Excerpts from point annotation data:

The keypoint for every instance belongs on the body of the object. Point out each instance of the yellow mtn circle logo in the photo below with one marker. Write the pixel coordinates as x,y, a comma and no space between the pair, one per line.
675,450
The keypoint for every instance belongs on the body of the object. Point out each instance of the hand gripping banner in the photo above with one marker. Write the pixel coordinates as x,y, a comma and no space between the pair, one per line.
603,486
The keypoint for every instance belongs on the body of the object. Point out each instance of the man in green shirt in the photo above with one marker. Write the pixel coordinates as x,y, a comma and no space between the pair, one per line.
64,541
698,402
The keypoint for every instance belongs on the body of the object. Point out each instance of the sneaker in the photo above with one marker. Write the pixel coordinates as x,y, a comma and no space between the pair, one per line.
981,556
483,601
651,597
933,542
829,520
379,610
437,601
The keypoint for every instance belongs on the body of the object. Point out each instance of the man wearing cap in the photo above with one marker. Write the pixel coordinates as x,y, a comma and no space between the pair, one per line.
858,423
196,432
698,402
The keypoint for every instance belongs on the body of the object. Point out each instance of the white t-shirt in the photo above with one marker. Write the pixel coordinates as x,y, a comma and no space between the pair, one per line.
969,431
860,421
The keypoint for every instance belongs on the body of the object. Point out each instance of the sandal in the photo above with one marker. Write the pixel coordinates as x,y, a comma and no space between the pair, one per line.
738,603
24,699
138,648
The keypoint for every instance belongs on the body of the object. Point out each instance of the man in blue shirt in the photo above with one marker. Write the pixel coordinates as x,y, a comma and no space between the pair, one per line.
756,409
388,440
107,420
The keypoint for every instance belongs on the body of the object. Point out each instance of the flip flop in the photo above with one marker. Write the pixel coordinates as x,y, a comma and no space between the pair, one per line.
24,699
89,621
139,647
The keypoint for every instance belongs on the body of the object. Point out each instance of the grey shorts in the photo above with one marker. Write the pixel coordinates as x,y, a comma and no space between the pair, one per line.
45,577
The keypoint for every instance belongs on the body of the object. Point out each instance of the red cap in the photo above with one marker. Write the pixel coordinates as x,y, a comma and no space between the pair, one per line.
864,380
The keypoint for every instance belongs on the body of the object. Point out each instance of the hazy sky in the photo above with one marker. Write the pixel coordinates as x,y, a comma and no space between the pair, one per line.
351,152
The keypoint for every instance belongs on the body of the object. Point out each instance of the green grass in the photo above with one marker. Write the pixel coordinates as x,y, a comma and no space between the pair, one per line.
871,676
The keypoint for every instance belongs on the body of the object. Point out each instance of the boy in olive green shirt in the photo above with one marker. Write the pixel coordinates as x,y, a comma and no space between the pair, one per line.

▶ [DESCRIPTION OF THE TASK] Scale the data from the line containing "of the green" through the end of the data, both ends included, by restating every line in full with each coordinate in the answers multiplied by 1.95. Round each result to a whole number, with halves rounded up.

▶ [PROBLEM SOLUTION]
The keypoint for every instance belongs on the body of the object. Point out each instance of the green grass in the photo above with one marker. Write the pixel coordinates as x,y, a comma and no space between the pair, one per line.
1698,1318
The keypoint for every instance belongs on the body of the object. Point out each instance of the boy in olive green shirt in the photo above with one marker. Write the pixel coordinates as x,y, a comma and no space between the pair, one per line.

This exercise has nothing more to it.